#### [What to do]
Could you write these lines out again with "bounding box" swapped for "rectangle" wherever it occurs and everything else left untouched? Omit the pictures from your answer.

#### [Entries supplied]
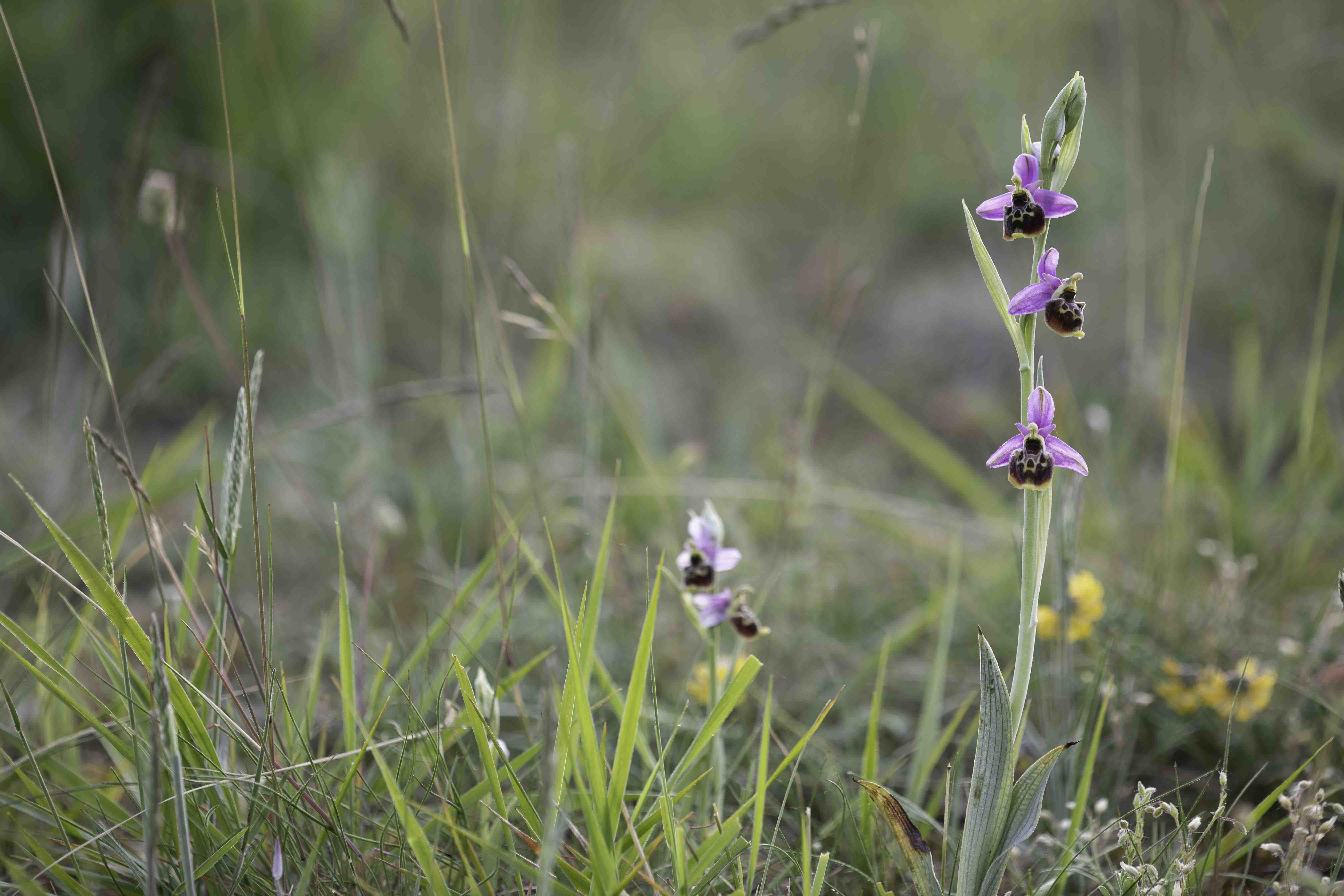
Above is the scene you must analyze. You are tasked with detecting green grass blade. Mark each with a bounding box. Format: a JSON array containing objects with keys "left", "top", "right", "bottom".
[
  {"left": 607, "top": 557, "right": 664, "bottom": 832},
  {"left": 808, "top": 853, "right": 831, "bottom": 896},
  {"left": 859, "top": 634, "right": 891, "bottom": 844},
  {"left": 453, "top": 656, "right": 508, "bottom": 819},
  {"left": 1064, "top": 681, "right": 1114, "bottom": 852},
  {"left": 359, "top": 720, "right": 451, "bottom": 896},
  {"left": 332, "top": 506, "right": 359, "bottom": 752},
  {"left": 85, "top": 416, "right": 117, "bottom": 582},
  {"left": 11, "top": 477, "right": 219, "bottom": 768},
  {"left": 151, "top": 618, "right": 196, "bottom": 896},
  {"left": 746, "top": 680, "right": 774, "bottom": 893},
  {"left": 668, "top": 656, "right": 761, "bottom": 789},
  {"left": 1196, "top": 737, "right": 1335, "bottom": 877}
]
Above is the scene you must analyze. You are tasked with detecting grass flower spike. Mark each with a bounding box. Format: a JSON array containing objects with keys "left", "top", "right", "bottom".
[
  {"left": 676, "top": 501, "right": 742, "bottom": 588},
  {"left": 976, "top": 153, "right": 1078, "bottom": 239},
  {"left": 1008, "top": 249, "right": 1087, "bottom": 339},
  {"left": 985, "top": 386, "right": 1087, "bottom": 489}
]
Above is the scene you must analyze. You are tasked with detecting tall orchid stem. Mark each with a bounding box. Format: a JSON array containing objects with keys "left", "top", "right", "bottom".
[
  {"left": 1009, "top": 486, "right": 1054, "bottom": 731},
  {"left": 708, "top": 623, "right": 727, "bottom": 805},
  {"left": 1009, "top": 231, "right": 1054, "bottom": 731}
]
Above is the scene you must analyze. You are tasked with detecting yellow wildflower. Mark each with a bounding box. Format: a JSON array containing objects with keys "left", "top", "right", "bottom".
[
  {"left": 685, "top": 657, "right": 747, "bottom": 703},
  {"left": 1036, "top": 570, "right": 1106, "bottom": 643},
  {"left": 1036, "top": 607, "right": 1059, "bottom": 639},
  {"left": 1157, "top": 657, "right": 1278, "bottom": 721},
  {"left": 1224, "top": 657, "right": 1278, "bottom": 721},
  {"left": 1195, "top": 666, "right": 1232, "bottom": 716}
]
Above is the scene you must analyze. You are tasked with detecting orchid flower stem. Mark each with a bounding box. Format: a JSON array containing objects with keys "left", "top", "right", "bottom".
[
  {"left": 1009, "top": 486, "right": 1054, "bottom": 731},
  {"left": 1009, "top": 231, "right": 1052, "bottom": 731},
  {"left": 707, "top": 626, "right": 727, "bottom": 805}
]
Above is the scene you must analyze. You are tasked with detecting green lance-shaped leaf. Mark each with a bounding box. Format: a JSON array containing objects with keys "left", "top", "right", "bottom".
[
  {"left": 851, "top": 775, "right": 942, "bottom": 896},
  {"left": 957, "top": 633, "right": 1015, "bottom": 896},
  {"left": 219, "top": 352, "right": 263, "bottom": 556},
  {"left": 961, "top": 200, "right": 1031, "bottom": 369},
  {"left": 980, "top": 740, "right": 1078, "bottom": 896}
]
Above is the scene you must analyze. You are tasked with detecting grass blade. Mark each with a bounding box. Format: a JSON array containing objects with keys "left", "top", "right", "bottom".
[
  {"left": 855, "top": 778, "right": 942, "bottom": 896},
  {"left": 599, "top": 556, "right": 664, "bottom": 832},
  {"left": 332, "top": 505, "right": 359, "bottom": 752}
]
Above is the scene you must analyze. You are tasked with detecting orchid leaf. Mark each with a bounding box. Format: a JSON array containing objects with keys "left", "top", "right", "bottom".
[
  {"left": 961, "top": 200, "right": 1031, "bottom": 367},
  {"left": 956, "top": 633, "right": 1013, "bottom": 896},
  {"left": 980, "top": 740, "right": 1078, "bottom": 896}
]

#### [Written reply]
Above is the scene you must analyze. You are tasked with detecting green grass blade. Mark each with a rectangle. Format: a JSON array containing objects with keys "left", "top", "right", "bottom".
[
  {"left": 607, "top": 557, "right": 664, "bottom": 832},
  {"left": 808, "top": 853, "right": 831, "bottom": 896},
  {"left": 859, "top": 634, "right": 891, "bottom": 844},
  {"left": 453, "top": 656, "right": 508, "bottom": 819},
  {"left": 1064, "top": 681, "right": 1114, "bottom": 852},
  {"left": 359, "top": 720, "right": 451, "bottom": 896},
  {"left": 332, "top": 506, "right": 359, "bottom": 752},
  {"left": 85, "top": 416, "right": 117, "bottom": 582},
  {"left": 11, "top": 477, "right": 219, "bottom": 768},
  {"left": 151, "top": 618, "right": 196, "bottom": 896},
  {"left": 746, "top": 680, "right": 774, "bottom": 893},
  {"left": 668, "top": 656, "right": 761, "bottom": 789},
  {"left": 1196, "top": 737, "right": 1335, "bottom": 877}
]
Above is the scene you must analyze. You are tasked with detecting grass flower spike. Mark each with a rectangle. Format: a JSON array containing objects with keys "left", "top", "right", "bottom".
[
  {"left": 676, "top": 501, "right": 742, "bottom": 588},
  {"left": 976, "top": 153, "right": 1078, "bottom": 239},
  {"left": 1008, "top": 249, "right": 1087, "bottom": 339},
  {"left": 985, "top": 386, "right": 1087, "bottom": 489}
]
Above is the scene you must analyze. You are tasked with detecting tall orchid stem. Mark each with a rectangle. Format: a JSON array containing objects with keys "left", "top", "right", "bottom".
[
  {"left": 1009, "top": 486, "right": 1054, "bottom": 731},
  {"left": 708, "top": 623, "right": 727, "bottom": 805},
  {"left": 1009, "top": 231, "right": 1054, "bottom": 731}
]
Above is the scene you must analyze. You are tasked with detecting yellow wildflower. Mark each with a rectangle. Format: a JSON array containing objects with keys "left", "top", "right", "bottom".
[
  {"left": 685, "top": 657, "right": 747, "bottom": 703},
  {"left": 1036, "top": 570, "right": 1106, "bottom": 643},
  {"left": 1036, "top": 607, "right": 1059, "bottom": 639},
  {"left": 1157, "top": 657, "right": 1278, "bottom": 721},
  {"left": 1224, "top": 657, "right": 1278, "bottom": 721},
  {"left": 1195, "top": 666, "right": 1232, "bottom": 716}
]
Above is the scene you must analyze. You are tasked with detecting orchid flower stem. Mark each with a rectangle. Format: a JSON array containing objects with keys "left", "top", "right", "bottom".
[
  {"left": 1009, "top": 486, "right": 1054, "bottom": 731},
  {"left": 1009, "top": 231, "right": 1052, "bottom": 731},
  {"left": 707, "top": 626, "right": 727, "bottom": 805}
]
Above is the scene you must analyze. You are tasked with detecting green lance-shaped leaf. Mark each with a rectangle. Format: a JSON array containing objects with keys "left", "top", "right", "bottom".
[
  {"left": 851, "top": 775, "right": 942, "bottom": 896},
  {"left": 957, "top": 633, "right": 1015, "bottom": 896},
  {"left": 219, "top": 352, "right": 263, "bottom": 556},
  {"left": 961, "top": 200, "right": 1031, "bottom": 369},
  {"left": 980, "top": 740, "right": 1078, "bottom": 896}
]
Above is the scene you must analyze. You are tasked with detecting grass blade. Mark each with a rectangle. Format: a JSON array containing objects with keys "left", "top", "right", "bottom".
[
  {"left": 855, "top": 778, "right": 942, "bottom": 896},
  {"left": 599, "top": 556, "right": 664, "bottom": 832},
  {"left": 332, "top": 505, "right": 359, "bottom": 752}
]
Above is the scene you must analyze. You are tasked with detecting orchid leaf. Mark each with a rectangle. Format: a JSON array containing objects with keys "left", "top", "right", "bottom".
[
  {"left": 961, "top": 200, "right": 1031, "bottom": 367},
  {"left": 956, "top": 633, "right": 1013, "bottom": 896},
  {"left": 980, "top": 740, "right": 1078, "bottom": 896}
]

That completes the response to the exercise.